Dataset extract
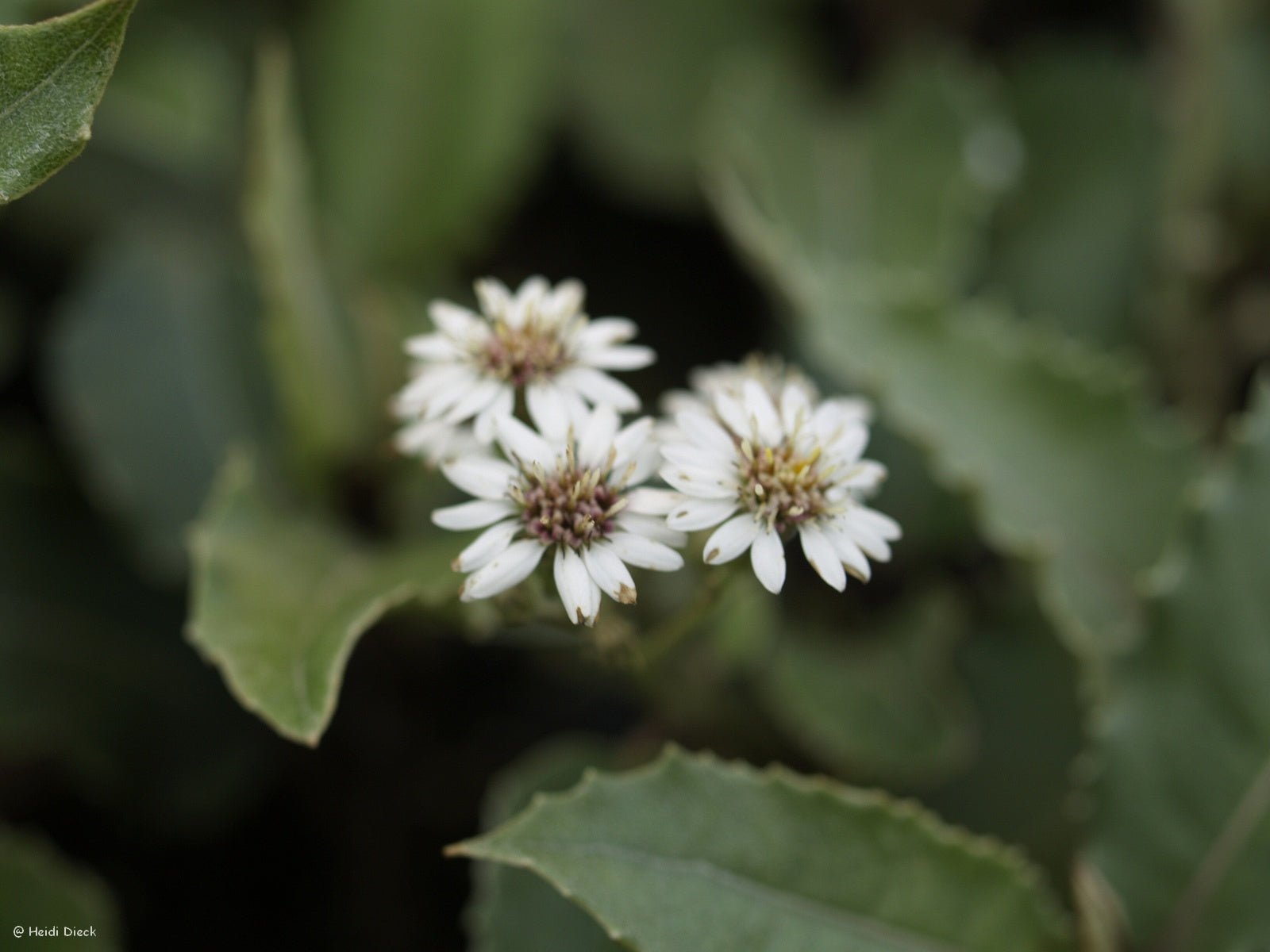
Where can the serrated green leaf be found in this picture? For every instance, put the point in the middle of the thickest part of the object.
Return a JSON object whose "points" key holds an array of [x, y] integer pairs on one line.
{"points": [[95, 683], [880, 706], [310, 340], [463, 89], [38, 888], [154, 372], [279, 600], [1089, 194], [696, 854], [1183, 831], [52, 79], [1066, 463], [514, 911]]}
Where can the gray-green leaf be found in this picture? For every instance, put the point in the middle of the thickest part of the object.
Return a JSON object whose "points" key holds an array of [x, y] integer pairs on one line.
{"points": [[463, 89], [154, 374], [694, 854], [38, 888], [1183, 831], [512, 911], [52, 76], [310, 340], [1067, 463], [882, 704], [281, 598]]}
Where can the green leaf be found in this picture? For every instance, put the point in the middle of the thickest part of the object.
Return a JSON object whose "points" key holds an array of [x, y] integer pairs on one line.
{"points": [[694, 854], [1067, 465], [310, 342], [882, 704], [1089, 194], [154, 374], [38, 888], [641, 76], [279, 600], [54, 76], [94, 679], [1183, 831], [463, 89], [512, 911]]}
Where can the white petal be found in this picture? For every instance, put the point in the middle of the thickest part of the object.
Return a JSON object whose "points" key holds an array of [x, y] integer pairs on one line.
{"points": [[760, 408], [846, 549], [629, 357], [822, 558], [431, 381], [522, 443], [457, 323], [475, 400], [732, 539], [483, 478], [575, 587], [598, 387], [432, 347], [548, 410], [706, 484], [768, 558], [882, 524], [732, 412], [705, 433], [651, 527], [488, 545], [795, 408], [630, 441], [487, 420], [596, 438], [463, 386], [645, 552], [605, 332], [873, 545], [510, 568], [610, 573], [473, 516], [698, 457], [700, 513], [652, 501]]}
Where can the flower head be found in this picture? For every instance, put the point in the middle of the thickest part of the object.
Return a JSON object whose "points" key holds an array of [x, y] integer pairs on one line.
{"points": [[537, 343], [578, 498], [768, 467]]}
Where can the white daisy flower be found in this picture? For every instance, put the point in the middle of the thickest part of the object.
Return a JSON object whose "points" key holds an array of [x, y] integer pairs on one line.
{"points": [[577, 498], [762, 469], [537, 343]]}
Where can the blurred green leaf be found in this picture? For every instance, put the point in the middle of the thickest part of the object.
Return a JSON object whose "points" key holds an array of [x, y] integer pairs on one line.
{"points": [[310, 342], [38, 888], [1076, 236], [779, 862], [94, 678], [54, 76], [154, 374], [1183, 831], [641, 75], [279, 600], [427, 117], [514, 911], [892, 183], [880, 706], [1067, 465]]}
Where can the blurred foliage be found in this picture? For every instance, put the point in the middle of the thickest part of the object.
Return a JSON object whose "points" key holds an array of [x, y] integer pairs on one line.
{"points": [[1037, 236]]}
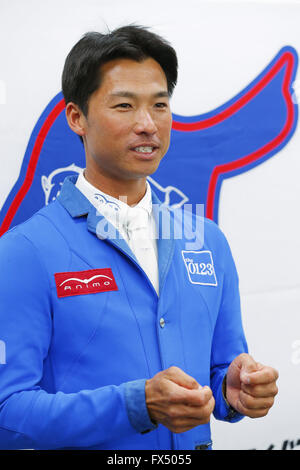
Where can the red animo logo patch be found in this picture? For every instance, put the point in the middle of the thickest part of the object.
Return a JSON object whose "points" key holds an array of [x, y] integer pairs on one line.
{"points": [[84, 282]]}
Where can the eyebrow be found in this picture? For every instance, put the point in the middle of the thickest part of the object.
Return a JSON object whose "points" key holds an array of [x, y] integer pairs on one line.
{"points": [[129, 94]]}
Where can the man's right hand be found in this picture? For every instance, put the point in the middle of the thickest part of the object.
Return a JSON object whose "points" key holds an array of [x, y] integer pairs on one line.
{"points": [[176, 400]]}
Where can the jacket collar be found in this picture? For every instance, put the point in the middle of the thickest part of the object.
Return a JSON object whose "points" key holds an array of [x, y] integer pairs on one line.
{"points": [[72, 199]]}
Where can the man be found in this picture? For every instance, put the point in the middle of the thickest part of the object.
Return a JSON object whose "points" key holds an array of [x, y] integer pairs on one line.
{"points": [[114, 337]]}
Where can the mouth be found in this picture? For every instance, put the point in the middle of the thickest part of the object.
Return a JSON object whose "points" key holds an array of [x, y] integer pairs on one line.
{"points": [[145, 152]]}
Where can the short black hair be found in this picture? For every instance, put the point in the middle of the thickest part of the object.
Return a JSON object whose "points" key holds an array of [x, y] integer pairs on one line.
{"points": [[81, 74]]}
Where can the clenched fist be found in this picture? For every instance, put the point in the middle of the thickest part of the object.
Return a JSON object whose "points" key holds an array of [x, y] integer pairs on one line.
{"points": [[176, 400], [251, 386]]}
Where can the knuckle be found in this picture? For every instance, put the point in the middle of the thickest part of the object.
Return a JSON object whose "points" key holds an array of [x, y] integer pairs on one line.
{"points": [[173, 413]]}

* * *

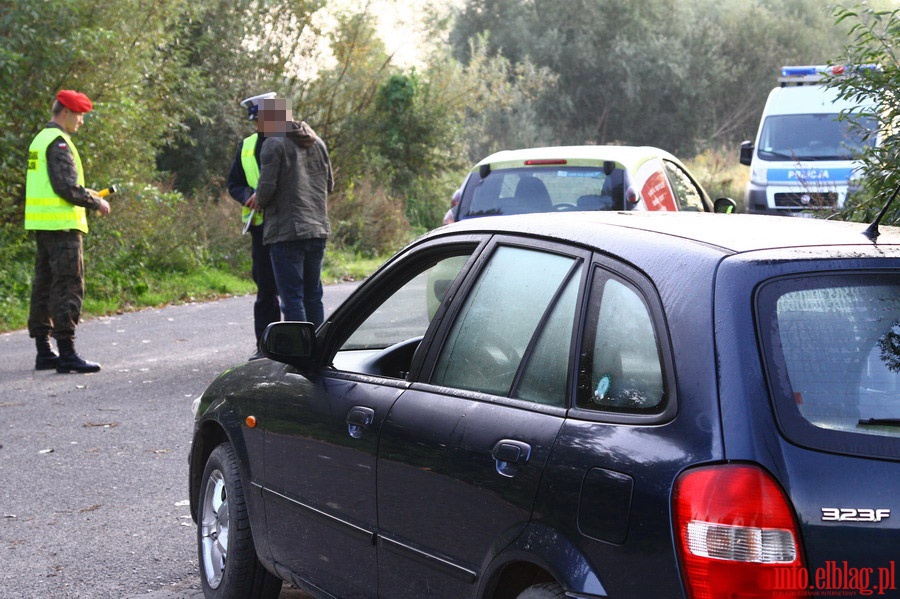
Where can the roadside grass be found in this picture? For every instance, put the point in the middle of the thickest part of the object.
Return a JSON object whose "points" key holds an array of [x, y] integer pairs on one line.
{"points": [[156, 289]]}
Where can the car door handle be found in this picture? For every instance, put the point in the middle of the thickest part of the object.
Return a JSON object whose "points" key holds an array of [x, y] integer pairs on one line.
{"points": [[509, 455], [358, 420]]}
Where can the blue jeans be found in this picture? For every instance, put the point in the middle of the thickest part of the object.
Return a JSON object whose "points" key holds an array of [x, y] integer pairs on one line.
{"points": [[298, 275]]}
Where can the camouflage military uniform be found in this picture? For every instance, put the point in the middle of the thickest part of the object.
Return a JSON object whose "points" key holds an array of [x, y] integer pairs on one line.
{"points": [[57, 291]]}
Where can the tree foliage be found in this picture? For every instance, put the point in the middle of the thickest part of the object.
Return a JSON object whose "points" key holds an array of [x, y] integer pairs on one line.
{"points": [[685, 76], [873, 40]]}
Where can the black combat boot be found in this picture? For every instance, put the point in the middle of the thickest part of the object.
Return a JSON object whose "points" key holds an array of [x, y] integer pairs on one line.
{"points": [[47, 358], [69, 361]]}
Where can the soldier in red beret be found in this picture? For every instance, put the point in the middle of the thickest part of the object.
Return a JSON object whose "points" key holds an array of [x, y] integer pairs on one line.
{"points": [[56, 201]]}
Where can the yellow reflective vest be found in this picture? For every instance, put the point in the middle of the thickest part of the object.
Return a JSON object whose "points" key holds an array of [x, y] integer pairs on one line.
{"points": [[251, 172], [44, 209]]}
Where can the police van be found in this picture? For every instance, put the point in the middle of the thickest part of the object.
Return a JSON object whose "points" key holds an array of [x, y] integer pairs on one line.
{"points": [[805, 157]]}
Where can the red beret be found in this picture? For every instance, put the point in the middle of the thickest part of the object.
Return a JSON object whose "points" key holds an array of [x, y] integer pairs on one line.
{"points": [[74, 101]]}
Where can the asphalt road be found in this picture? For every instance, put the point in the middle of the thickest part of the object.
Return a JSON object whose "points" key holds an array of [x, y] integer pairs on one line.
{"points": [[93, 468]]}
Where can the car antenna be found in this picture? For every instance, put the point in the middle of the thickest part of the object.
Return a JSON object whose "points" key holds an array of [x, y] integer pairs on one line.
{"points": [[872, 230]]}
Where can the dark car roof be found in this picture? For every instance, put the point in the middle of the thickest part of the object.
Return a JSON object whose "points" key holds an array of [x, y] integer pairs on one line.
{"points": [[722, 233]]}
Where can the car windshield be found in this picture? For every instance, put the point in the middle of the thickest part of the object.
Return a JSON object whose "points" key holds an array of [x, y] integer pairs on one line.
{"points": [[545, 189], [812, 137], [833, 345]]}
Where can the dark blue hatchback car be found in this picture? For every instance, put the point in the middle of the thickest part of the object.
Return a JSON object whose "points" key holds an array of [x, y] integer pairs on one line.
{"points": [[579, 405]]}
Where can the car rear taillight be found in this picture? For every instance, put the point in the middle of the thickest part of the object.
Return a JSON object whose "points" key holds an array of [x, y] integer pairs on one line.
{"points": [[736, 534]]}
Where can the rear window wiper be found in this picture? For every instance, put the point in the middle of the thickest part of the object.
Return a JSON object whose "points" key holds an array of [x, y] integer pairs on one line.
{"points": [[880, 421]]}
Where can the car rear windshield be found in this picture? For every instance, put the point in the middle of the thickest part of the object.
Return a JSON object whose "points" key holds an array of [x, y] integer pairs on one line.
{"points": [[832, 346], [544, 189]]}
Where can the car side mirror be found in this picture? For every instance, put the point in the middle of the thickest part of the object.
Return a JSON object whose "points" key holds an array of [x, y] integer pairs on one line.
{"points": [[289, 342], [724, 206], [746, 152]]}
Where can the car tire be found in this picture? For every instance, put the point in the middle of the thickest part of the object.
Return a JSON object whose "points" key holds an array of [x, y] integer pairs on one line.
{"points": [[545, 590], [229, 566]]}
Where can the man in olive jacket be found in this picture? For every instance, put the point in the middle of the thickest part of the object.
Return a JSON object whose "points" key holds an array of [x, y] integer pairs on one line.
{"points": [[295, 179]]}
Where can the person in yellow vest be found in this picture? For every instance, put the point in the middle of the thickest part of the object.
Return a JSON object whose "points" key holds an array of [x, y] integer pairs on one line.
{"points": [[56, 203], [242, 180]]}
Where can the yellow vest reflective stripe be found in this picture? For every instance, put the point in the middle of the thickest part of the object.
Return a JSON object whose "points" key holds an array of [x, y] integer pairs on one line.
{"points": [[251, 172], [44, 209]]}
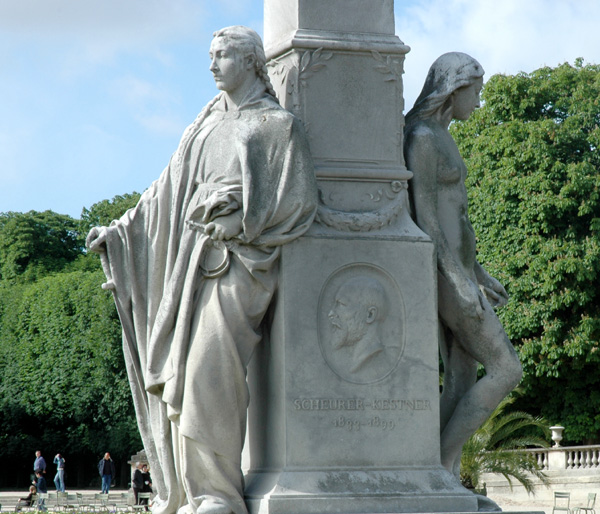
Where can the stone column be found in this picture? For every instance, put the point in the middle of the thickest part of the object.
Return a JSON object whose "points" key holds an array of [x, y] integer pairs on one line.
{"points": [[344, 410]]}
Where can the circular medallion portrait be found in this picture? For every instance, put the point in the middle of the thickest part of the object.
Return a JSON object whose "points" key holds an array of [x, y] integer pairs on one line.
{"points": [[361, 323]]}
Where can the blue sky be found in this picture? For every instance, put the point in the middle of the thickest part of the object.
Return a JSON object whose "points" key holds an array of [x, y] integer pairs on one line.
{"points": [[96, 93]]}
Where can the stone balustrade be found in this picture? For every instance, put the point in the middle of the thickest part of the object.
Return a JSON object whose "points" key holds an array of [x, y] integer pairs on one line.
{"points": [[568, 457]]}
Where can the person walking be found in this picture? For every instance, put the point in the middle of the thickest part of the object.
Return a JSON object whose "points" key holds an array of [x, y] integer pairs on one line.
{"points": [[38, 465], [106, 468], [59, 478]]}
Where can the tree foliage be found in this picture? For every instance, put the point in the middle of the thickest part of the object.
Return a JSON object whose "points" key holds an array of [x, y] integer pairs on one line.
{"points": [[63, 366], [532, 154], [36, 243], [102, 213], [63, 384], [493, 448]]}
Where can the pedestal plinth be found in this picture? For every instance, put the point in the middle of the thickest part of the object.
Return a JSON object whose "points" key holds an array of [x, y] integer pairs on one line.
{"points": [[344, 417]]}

==

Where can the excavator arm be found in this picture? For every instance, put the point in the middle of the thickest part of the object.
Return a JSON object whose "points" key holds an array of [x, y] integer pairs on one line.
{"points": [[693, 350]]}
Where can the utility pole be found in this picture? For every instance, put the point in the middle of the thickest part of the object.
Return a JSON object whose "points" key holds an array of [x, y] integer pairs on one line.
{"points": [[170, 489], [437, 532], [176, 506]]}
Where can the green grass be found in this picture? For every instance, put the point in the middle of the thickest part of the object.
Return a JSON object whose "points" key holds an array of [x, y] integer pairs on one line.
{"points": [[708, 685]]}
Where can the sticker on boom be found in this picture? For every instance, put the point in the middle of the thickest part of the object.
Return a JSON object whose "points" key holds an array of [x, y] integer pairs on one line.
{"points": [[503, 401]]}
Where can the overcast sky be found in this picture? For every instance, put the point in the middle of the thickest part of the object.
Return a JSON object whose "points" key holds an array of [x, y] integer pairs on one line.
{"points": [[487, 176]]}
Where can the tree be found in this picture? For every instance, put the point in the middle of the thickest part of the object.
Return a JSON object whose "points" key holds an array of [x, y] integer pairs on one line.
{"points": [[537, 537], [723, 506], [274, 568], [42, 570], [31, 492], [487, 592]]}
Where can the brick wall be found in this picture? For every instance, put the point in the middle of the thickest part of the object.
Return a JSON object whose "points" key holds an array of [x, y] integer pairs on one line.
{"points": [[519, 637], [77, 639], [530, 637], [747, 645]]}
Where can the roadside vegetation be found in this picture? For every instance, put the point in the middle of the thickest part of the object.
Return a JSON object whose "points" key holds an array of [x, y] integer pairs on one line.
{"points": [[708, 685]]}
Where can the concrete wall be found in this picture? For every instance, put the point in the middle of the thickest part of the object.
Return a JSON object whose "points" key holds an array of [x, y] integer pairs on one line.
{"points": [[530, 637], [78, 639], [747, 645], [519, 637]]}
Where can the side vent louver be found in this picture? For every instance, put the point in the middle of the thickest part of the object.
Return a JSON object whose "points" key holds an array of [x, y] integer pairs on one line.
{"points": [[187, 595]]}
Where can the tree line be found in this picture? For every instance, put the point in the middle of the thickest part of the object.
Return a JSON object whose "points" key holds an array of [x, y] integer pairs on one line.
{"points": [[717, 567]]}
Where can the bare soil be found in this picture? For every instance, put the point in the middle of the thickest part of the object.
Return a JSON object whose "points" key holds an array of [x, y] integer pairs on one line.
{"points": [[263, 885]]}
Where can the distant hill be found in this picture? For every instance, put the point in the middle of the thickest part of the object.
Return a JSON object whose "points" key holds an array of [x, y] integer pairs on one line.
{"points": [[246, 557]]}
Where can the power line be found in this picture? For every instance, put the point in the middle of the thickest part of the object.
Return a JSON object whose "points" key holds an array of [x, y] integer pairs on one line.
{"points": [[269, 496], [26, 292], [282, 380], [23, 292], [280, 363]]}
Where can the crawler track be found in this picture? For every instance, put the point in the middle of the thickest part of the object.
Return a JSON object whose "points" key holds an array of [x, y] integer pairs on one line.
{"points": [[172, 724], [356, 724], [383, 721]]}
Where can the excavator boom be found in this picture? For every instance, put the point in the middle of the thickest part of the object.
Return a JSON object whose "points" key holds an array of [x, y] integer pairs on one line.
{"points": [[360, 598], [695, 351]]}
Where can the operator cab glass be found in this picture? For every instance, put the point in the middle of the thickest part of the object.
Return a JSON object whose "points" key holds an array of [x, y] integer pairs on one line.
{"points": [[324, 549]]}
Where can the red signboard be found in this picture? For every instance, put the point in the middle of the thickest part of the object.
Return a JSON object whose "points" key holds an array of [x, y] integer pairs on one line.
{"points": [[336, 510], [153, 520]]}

What you should do
Pick out each line of the material above that contains the word "person" and copy those lines in full.

The result
Where can the person in yellow vest be found in this picture? For every instance, put the point in the middle of the thickest part of the object.
Where can the person walking be found in this picture? For every instance, put the point in the middle of the thickest part of the object.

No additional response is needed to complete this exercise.